Do this: Pick up the personal essay below about moving from a Baptist upbringing to other churches, and continue it from the point where it stops.
━━━ Page text ━━━
Growing up a Baptist missionary kid had a profound effect on me to put it mildly and it’s no surprise that for a long time, I would jokingly refer to myself as a Baptist-In-Recovery. While the emphasis on scriptural literacy and drilling notions of personal salvation again and again certainly built up an ability to talk about faith in more than vague notions and have a grounding in the rich poetry and literary tradition of the Bible prior to puberty, it also set up some giant roadblocks that took a long time to maneuver around. Being a roiling teenager and having it communicated to you that you are personally responsible for any unsaved friends and acquaintances being tortured for an eternity by not sharing the Word with them will do that. While the church was my home and I certainly felt I belonged there, it was a rocky and discomforting place at times.

And so it was that by the time I left my parents’ church in Nashville and found myself walking towards Harcourt Parish with the young woman who would one day walk down the aisle of a different church with me, I was very much eager to see what else was out there. At Harcourt and at Kenyon, I was able to debate with Episcopalians, Catholics, Lutherans, Jews, and at least one Jehovah’s Witness and in that seething if collegial environment, some sort of notion of just how I experienced my faith began to form. On that pew that held half a dozen or more different faith backgrounds, I had found a new home.

When I eventually joined Rachel in Toronto where she had been going on her own spiritual journey until it led to the warm and hazy St Thomas’s, I was confronted with what would be my spiritual home for a number of years despite looking very different from any sort of church I would have chosen to walk into. This was far from the Baptist world where I had grown up and despite being of a similar tradition to Harcourt Parish, was stranger still. Robes, incense, sung confessions, and even a statue of Mary over on one side all spoke of an alien tradition and yet over time, that sense of home began to suffuse through me.
━━━ Data shown ━━━
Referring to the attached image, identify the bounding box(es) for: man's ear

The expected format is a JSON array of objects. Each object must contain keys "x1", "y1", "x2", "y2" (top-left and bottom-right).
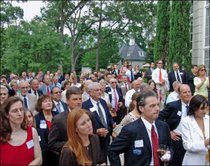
[{"x1": 137, "y1": 106, "x2": 144, "y2": 113}]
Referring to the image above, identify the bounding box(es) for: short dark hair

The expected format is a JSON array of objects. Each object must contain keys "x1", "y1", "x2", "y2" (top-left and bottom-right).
[
  {"x1": 188, "y1": 95, "x2": 208, "y2": 115},
  {"x1": 136, "y1": 90, "x2": 157, "y2": 112},
  {"x1": 51, "y1": 86, "x2": 61, "y2": 94},
  {"x1": 66, "y1": 86, "x2": 82, "y2": 100},
  {"x1": 191, "y1": 64, "x2": 198, "y2": 69},
  {"x1": 36, "y1": 95, "x2": 52, "y2": 112}
]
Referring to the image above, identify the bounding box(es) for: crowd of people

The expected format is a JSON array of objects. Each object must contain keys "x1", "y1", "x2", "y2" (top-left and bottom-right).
[{"x1": 0, "y1": 60, "x2": 210, "y2": 166}]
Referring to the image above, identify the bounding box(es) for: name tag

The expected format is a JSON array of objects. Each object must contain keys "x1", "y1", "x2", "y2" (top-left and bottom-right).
[
  {"x1": 133, "y1": 149, "x2": 142, "y2": 156},
  {"x1": 26, "y1": 140, "x2": 34, "y2": 149},
  {"x1": 177, "y1": 111, "x2": 182, "y2": 116},
  {"x1": 39, "y1": 120, "x2": 47, "y2": 129},
  {"x1": 134, "y1": 140, "x2": 144, "y2": 148},
  {"x1": 90, "y1": 107, "x2": 96, "y2": 112}
]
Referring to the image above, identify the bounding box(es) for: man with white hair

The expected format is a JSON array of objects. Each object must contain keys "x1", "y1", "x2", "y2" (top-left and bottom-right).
[
  {"x1": 19, "y1": 81, "x2": 37, "y2": 115},
  {"x1": 82, "y1": 80, "x2": 93, "y2": 102},
  {"x1": 105, "y1": 78, "x2": 126, "y2": 124},
  {"x1": 125, "y1": 79, "x2": 141, "y2": 109},
  {"x1": 82, "y1": 82, "x2": 115, "y2": 163},
  {"x1": 166, "y1": 81, "x2": 182, "y2": 104}
]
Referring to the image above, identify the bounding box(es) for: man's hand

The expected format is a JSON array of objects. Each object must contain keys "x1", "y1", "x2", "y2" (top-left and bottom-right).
[
  {"x1": 96, "y1": 128, "x2": 109, "y2": 137},
  {"x1": 170, "y1": 131, "x2": 181, "y2": 141}
]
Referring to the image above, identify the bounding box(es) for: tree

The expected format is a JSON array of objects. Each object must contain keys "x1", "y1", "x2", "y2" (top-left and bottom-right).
[
  {"x1": 82, "y1": 28, "x2": 120, "y2": 70},
  {"x1": 39, "y1": 0, "x2": 154, "y2": 71},
  {"x1": 0, "y1": 1, "x2": 23, "y2": 74},
  {"x1": 154, "y1": 0, "x2": 170, "y2": 64},
  {"x1": 168, "y1": 1, "x2": 191, "y2": 69},
  {"x1": 2, "y1": 21, "x2": 69, "y2": 73}
]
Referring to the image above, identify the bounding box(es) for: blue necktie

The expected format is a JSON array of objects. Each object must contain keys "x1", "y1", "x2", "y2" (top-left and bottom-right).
[{"x1": 24, "y1": 97, "x2": 28, "y2": 109}]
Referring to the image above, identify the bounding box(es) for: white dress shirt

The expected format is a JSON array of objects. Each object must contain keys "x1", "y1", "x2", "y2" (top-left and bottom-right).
[
  {"x1": 90, "y1": 97, "x2": 107, "y2": 124},
  {"x1": 141, "y1": 117, "x2": 158, "y2": 166},
  {"x1": 125, "y1": 89, "x2": 136, "y2": 108}
]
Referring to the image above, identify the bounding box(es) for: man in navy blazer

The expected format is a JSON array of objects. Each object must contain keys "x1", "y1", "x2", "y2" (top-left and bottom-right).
[
  {"x1": 51, "y1": 86, "x2": 68, "y2": 113},
  {"x1": 158, "y1": 84, "x2": 192, "y2": 166},
  {"x1": 108, "y1": 90, "x2": 171, "y2": 166},
  {"x1": 82, "y1": 82, "x2": 115, "y2": 161},
  {"x1": 48, "y1": 87, "x2": 82, "y2": 165},
  {"x1": 168, "y1": 62, "x2": 187, "y2": 92},
  {"x1": 105, "y1": 78, "x2": 126, "y2": 124}
]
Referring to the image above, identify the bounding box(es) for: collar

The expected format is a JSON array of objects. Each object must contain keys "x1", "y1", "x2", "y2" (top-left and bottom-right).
[
  {"x1": 90, "y1": 97, "x2": 100, "y2": 105},
  {"x1": 141, "y1": 117, "x2": 156, "y2": 132}
]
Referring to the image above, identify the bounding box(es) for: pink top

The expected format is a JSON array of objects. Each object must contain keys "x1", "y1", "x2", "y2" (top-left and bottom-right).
[{"x1": 0, "y1": 127, "x2": 34, "y2": 166}]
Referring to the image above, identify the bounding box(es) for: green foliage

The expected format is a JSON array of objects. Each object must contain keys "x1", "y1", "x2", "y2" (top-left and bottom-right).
[
  {"x1": 0, "y1": 1, "x2": 23, "y2": 27},
  {"x1": 0, "y1": 0, "x2": 156, "y2": 73},
  {"x1": 154, "y1": 0, "x2": 170, "y2": 62},
  {"x1": 168, "y1": 1, "x2": 191, "y2": 69},
  {"x1": 82, "y1": 28, "x2": 120, "y2": 70},
  {"x1": 2, "y1": 21, "x2": 69, "y2": 72}
]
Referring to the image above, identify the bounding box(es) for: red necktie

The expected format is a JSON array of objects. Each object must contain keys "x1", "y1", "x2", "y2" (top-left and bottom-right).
[
  {"x1": 114, "y1": 89, "x2": 118, "y2": 112},
  {"x1": 159, "y1": 69, "x2": 163, "y2": 82},
  {"x1": 151, "y1": 125, "x2": 160, "y2": 166},
  {"x1": 125, "y1": 83, "x2": 128, "y2": 92},
  {"x1": 47, "y1": 86, "x2": 50, "y2": 96}
]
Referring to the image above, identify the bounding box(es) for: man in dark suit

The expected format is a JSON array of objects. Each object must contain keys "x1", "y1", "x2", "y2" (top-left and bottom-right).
[
  {"x1": 51, "y1": 86, "x2": 68, "y2": 113},
  {"x1": 82, "y1": 82, "x2": 115, "y2": 161},
  {"x1": 187, "y1": 65, "x2": 198, "y2": 95},
  {"x1": 105, "y1": 78, "x2": 126, "y2": 124},
  {"x1": 144, "y1": 62, "x2": 155, "y2": 82},
  {"x1": 19, "y1": 81, "x2": 37, "y2": 115},
  {"x1": 28, "y1": 78, "x2": 43, "y2": 99},
  {"x1": 168, "y1": 62, "x2": 187, "y2": 92},
  {"x1": 108, "y1": 90, "x2": 171, "y2": 166},
  {"x1": 158, "y1": 84, "x2": 192, "y2": 166},
  {"x1": 48, "y1": 87, "x2": 82, "y2": 165},
  {"x1": 39, "y1": 74, "x2": 52, "y2": 96}
]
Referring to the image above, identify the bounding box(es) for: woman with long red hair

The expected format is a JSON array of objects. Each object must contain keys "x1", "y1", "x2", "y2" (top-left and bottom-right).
[{"x1": 59, "y1": 108, "x2": 105, "y2": 166}]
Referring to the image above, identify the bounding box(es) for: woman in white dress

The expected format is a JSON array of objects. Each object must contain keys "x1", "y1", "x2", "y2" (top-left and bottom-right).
[{"x1": 181, "y1": 95, "x2": 209, "y2": 165}]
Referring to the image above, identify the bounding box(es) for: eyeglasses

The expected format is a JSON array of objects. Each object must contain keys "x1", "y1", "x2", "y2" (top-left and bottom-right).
[
  {"x1": 0, "y1": 93, "x2": 7, "y2": 96},
  {"x1": 200, "y1": 69, "x2": 206, "y2": 71},
  {"x1": 54, "y1": 91, "x2": 62, "y2": 94},
  {"x1": 21, "y1": 87, "x2": 28, "y2": 89}
]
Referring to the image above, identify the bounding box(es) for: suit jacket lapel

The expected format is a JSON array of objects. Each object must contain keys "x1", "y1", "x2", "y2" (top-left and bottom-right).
[
  {"x1": 190, "y1": 116, "x2": 205, "y2": 138},
  {"x1": 88, "y1": 99, "x2": 104, "y2": 126},
  {"x1": 139, "y1": 118, "x2": 152, "y2": 153}
]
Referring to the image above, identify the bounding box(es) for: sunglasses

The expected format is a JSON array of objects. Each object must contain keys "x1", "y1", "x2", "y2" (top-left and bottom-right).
[
  {"x1": 200, "y1": 69, "x2": 206, "y2": 71},
  {"x1": 54, "y1": 91, "x2": 62, "y2": 94}
]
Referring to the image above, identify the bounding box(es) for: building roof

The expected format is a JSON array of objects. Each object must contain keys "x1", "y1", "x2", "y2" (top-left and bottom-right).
[{"x1": 119, "y1": 44, "x2": 146, "y2": 61}]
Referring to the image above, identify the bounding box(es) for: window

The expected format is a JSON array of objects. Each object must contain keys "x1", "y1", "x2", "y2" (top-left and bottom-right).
[
  {"x1": 205, "y1": 8, "x2": 210, "y2": 47},
  {"x1": 138, "y1": 51, "x2": 144, "y2": 57},
  {"x1": 204, "y1": 48, "x2": 210, "y2": 75}
]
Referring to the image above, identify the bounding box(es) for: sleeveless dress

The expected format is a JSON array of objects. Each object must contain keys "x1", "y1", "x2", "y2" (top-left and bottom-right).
[{"x1": 0, "y1": 127, "x2": 34, "y2": 166}]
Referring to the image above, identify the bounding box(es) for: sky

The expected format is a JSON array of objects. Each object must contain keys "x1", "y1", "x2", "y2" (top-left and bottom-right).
[{"x1": 12, "y1": 0, "x2": 45, "y2": 21}]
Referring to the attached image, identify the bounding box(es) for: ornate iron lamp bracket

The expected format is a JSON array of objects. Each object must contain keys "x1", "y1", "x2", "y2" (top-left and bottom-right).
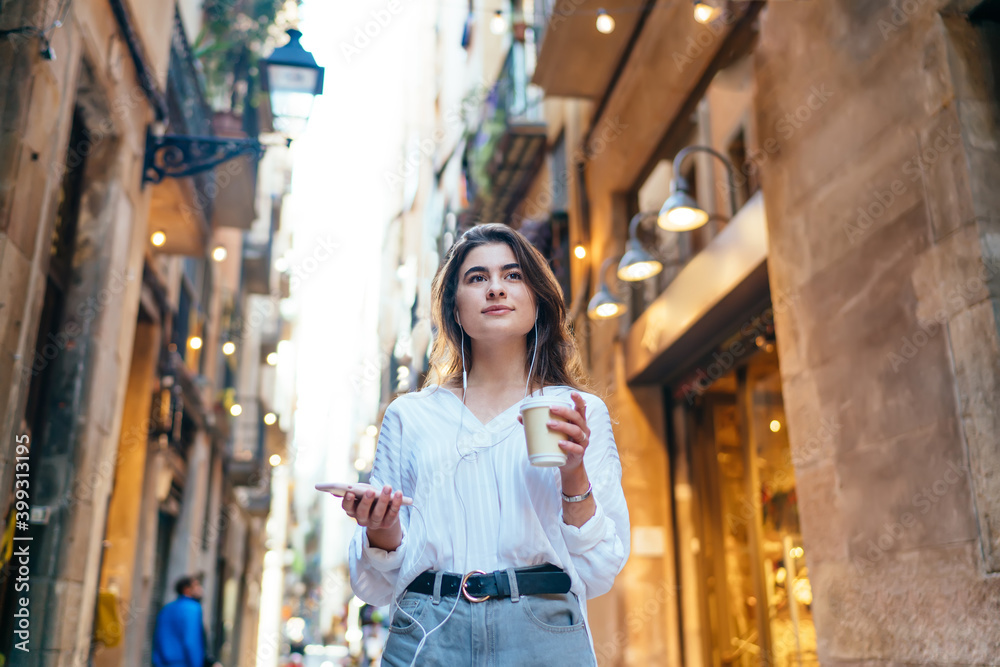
[{"x1": 142, "y1": 131, "x2": 265, "y2": 185}]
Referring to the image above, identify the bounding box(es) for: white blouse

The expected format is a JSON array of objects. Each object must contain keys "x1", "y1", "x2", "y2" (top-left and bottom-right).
[{"x1": 349, "y1": 385, "x2": 629, "y2": 628}]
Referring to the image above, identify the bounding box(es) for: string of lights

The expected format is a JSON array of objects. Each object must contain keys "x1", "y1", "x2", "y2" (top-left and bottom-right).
[{"x1": 458, "y1": 0, "x2": 766, "y2": 35}]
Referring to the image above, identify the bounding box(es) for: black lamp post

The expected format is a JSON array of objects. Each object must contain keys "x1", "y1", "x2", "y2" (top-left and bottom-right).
[
  {"x1": 259, "y1": 29, "x2": 323, "y2": 138},
  {"x1": 142, "y1": 29, "x2": 323, "y2": 185}
]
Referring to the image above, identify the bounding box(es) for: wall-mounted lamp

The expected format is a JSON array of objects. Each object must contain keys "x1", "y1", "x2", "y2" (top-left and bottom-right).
[
  {"x1": 490, "y1": 9, "x2": 507, "y2": 35},
  {"x1": 587, "y1": 256, "x2": 628, "y2": 320},
  {"x1": 618, "y1": 211, "x2": 663, "y2": 282},
  {"x1": 142, "y1": 29, "x2": 323, "y2": 185},
  {"x1": 597, "y1": 9, "x2": 615, "y2": 35},
  {"x1": 656, "y1": 146, "x2": 736, "y2": 232},
  {"x1": 693, "y1": 0, "x2": 726, "y2": 24}
]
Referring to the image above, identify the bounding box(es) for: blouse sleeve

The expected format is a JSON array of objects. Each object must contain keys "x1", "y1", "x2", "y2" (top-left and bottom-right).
[
  {"x1": 561, "y1": 399, "x2": 630, "y2": 598},
  {"x1": 348, "y1": 404, "x2": 409, "y2": 606}
]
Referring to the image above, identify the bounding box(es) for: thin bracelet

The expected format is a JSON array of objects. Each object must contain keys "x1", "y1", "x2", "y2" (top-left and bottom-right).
[{"x1": 562, "y1": 482, "x2": 594, "y2": 503}]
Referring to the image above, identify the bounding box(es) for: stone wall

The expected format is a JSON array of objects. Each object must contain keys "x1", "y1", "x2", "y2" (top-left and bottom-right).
[
  {"x1": 0, "y1": 1, "x2": 170, "y2": 665},
  {"x1": 755, "y1": 0, "x2": 1000, "y2": 666}
]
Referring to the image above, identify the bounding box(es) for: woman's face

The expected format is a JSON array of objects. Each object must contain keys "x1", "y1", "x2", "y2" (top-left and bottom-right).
[{"x1": 455, "y1": 243, "x2": 535, "y2": 341}]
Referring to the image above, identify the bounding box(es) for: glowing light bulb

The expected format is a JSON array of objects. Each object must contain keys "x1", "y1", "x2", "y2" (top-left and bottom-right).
[
  {"x1": 597, "y1": 9, "x2": 615, "y2": 35},
  {"x1": 694, "y1": 2, "x2": 720, "y2": 23},
  {"x1": 490, "y1": 9, "x2": 507, "y2": 35}
]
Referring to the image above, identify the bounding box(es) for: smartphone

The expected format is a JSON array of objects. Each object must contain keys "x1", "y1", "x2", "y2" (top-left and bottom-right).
[{"x1": 316, "y1": 482, "x2": 413, "y2": 505}]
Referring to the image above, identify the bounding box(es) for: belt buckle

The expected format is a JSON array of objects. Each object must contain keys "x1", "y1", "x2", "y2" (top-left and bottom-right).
[{"x1": 460, "y1": 570, "x2": 490, "y2": 602}]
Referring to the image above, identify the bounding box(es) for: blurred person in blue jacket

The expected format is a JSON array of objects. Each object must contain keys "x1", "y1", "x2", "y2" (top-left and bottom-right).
[{"x1": 153, "y1": 575, "x2": 214, "y2": 667}]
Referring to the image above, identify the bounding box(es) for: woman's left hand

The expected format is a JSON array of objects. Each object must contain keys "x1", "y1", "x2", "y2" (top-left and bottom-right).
[{"x1": 517, "y1": 391, "x2": 590, "y2": 476}]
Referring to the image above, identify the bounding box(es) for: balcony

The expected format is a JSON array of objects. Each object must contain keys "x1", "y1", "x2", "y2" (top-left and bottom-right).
[
  {"x1": 149, "y1": 13, "x2": 215, "y2": 257},
  {"x1": 465, "y1": 42, "x2": 546, "y2": 222},
  {"x1": 242, "y1": 197, "x2": 281, "y2": 294},
  {"x1": 212, "y1": 111, "x2": 258, "y2": 229},
  {"x1": 226, "y1": 399, "x2": 267, "y2": 486},
  {"x1": 532, "y1": 0, "x2": 648, "y2": 100}
]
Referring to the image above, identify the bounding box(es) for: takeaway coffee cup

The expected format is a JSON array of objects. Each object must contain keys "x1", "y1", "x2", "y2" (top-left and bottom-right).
[{"x1": 521, "y1": 396, "x2": 573, "y2": 468}]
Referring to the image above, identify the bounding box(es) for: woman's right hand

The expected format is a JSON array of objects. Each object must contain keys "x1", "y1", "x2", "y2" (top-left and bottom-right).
[{"x1": 341, "y1": 485, "x2": 403, "y2": 551}]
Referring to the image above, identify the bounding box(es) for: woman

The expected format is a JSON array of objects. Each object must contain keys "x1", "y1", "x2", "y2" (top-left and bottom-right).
[{"x1": 343, "y1": 224, "x2": 629, "y2": 667}]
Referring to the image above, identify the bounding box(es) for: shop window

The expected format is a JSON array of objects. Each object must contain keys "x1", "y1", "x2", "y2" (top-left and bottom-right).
[
  {"x1": 726, "y1": 125, "x2": 760, "y2": 210},
  {"x1": 673, "y1": 334, "x2": 819, "y2": 667}
]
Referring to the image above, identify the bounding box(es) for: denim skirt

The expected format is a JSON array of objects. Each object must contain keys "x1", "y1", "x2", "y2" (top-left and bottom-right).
[{"x1": 382, "y1": 591, "x2": 597, "y2": 667}]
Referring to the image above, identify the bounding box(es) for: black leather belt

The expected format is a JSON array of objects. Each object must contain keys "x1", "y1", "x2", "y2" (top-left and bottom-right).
[{"x1": 406, "y1": 563, "x2": 572, "y2": 602}]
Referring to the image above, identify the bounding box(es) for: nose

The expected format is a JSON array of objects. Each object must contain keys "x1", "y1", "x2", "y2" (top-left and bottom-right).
[{"x1": 489, "y1": 279, "x2": 506, "y2": 297}]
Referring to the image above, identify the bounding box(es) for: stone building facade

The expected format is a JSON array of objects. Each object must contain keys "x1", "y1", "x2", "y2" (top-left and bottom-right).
[
  {"x1": 0, "y1": 0, "x2": 290, "y2": 666},
  {"x1": 383, "y1": 0, "x2": 1000, "y2": 667}
]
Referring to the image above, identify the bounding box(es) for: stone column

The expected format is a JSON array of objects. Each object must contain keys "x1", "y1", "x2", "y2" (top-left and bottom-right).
[{"x1": 755, "y1": 0, "x2": 1000, "y2": 666}]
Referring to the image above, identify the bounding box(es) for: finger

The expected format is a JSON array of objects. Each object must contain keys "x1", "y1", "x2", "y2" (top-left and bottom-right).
[
  {"x1": 549, "y1": 405, "x2": 587, "y2": 428},
  {"x1": 356, "y1": 489, "x2": 376, "y2": 525},
  {"x1": 549, "y1": 420, "x2": 587, "y2": 441},
  {"x1": 385, "y1": 491, "x2": 403, "y2": 525},
  {"x1": 340, "y1": 491, "x2": 358, "y2": 517},
  {"x1": 559, "y1": 440, "x2": 586, "y2": 460},
  {"x1": 371, "y1": 486, "x2": 392, "y2": 526}
]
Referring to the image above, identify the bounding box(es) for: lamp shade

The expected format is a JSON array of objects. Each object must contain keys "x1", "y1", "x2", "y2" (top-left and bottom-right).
[
  {"x1": 587, "y1": 285, "x2": 628, "y2": 320},
  {"x1": 260, "y1": 29, "x2": 323, "y2": 137},
  {"x1": 618, "y1": 245, "x2": 663, "y2": 282},
  {"x1": 656, "y1": 182, "x2": 708, "y2": 232}
]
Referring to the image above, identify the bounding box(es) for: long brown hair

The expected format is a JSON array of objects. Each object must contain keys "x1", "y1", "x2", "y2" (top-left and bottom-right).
[{"x1": 424, "y1": 223, "x2": 590, "y2": 391}]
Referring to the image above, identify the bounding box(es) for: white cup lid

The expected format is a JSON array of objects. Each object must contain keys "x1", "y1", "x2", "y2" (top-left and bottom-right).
[{"x1": 519, "y1": 396, "x2": 573, "y2": 412}]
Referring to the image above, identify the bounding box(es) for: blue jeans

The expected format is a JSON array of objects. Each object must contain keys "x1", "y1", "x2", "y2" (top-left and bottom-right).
[{"x1": 382, "y1": 591, "x2": 597, "y2": 667}]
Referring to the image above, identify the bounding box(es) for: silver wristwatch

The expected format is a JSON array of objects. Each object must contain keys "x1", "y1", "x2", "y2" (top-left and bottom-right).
[{"x1": 562, "y1": 483, "x2": 594, "y2": 503}]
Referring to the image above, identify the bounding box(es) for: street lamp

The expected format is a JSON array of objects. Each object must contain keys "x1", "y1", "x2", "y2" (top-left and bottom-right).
[
  {"x1": 142, "y1": 29, "x2": 323, "y2": 185},
  {"x1": 656, "y1": 146, "x2": 736, "y2": 232},
  {"x1": 259, "y1": 28, "x2": 323, "y2": 138},
  {"x1": 587, "y1": 257, "x2": 628, "y2": 320},
  {"x1": 618, "y1": 211, "x2": 663, "y2": 282}
]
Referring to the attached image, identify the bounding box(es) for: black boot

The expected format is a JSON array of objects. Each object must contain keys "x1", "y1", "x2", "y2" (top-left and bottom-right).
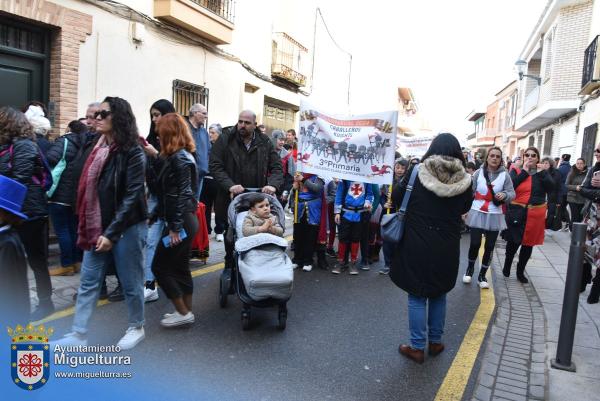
[
  {"x1": 477, "y1": 266, "x2": 490, "y2": 289},
  {"x1": 463, "y1": 260, "x2": 475, "y2": 284},
  {"x1": 502, "y1": 257, "x2": 512, "y2": 277},
  {"x1": 588, "y1": 269, "x2": 600, "y2": 304},
  {"x1": 317, "y1": 249, "x2": 329, "y2": 270},
  {"x1": 517, "y1": 262, "x2": 529, "y2": 284}
]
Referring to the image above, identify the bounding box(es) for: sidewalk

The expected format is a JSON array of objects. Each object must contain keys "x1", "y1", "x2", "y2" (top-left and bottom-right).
[
  {"x1": 473, "y1": 232, "x2": 600, "y2": 401},
  {"x1": 27, "y1": 213, "x2": 293, "y2": 311}
]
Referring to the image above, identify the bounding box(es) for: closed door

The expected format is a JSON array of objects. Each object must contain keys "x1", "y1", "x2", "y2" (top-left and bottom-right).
[
  {"x1": 0, "y1": 17, "x2": 49, "y2": 108},
  {"x1": 0, "y1": 53, "x2": 44, "y2": 108},
  {"x1": 581, "y1": 124, "x2": 598, "y2": 166}
]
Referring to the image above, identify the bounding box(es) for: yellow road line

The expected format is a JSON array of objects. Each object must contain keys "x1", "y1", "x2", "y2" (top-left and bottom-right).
[{"x1": 435, "y1": 244, "x2": 496, "y2": 401}]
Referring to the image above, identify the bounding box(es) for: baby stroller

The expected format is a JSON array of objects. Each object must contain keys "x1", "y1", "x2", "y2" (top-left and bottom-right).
[{"x1": 219, "y1": 192, "x2": 294, "y2": 330}]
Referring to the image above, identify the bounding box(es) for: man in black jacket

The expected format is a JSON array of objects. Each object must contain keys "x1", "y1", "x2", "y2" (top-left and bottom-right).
[{"x1": 209, "y1": 110, "x2": 283, "y2": 275}]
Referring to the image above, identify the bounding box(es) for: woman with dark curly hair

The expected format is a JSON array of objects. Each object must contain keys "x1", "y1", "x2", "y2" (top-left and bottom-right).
[
  {"x1": 0, "y1": 107, "x2": 54, "y2": 321},
  {"x1": 58, "y1": 97, "x2": 148, "y2": 349}
]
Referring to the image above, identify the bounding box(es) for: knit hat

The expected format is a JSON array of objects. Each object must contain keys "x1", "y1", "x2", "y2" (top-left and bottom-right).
[{"x1": 25, "y1": 105, "x2": 52, "y2": 135}]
━━━
Exercise output:
Home is a curious notion and a church home is an even harder thing to pin down. As distasteful a notion as Shopping For a Church is, in a world where we can choose where we pray if we choose to pray at all, it is a reality with which those on both sides of the altar have to contend and perhaps the hardest part of it is how to deal with that worry that we could have something more, that we are missing out on something better. While we don’t want to reduce spirituality to flipping through an Ikea catalogue, it can feel unavoidable even when a church theoretically checks all of our boxes and still leaves us cold. However and in spite of all this, home has a strange way of finding us even when we don’t know we are looking for it.

Now as I prepare to return to an old home, a place laden with memories but also with infinite possibilities of what may come, and as I prepare to hold my wife and daughter’s hands as we walk through the doors and into that warm church, I trust that we will find that sense of home. It is going to be very easy for us to compare it to what else might be out there and to where all we’ve been, indeed to what Harcourt was like when we sat there a dozen years ago. No doubt, we will occasionally wonder if we gave up something better, something more for this church but I am very hopeful that home will find us just as it has found me throughout the years wherever I’ve decided to sit and pray and regardless of what I have called myself.

May home find you where you are and where you are going.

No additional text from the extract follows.